((

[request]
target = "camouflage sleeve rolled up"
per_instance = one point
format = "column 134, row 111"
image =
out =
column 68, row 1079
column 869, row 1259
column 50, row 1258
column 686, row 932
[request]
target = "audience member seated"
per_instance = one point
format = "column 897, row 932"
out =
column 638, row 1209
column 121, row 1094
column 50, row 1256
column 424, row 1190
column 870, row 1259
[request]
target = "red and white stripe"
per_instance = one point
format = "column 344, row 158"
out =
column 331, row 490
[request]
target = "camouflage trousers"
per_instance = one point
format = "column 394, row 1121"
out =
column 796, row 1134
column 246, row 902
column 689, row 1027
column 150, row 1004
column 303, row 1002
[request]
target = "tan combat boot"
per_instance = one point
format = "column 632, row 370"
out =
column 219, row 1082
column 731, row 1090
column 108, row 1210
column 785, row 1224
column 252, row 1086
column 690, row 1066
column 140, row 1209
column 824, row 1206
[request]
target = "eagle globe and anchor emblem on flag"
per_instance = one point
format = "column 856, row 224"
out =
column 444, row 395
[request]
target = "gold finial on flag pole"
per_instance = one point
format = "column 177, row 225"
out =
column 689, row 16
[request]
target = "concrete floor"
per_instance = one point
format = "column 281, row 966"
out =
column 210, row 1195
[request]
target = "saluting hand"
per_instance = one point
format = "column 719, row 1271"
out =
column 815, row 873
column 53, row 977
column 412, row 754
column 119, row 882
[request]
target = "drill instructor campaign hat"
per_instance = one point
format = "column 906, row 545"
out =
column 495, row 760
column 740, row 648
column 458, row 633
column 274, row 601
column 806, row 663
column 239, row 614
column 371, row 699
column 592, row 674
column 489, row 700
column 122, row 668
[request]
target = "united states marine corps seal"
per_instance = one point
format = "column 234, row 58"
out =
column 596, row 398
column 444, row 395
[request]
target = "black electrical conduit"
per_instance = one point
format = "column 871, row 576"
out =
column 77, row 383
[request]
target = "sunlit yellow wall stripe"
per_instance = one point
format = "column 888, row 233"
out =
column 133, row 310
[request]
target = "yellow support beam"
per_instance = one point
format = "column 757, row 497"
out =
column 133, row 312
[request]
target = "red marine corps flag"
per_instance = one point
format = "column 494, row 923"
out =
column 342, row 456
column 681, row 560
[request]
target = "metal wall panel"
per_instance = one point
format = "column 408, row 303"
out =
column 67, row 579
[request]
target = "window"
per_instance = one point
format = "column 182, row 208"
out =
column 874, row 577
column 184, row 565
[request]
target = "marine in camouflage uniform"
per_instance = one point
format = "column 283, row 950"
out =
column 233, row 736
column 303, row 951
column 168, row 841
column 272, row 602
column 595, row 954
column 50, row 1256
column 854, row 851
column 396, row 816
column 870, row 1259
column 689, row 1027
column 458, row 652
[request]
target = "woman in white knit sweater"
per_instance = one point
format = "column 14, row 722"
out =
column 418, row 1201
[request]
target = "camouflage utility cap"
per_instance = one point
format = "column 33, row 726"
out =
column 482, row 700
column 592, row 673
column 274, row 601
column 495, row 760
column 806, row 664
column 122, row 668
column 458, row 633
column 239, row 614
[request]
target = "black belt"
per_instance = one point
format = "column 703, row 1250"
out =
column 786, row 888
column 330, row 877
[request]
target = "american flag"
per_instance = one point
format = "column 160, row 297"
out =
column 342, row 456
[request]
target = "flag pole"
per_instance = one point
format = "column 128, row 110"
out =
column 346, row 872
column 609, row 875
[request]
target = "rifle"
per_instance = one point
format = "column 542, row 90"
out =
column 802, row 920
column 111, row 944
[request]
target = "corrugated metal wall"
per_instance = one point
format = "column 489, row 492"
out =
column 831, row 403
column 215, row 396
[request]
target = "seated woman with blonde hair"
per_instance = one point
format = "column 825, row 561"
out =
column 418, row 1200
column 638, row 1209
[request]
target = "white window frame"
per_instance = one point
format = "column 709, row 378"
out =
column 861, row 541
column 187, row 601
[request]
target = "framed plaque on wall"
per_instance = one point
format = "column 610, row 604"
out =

))

**WHAT TO WORK ON:** How many lines in the entries above contain the string "window"? Give only the number.

**TASK RESULT:** 2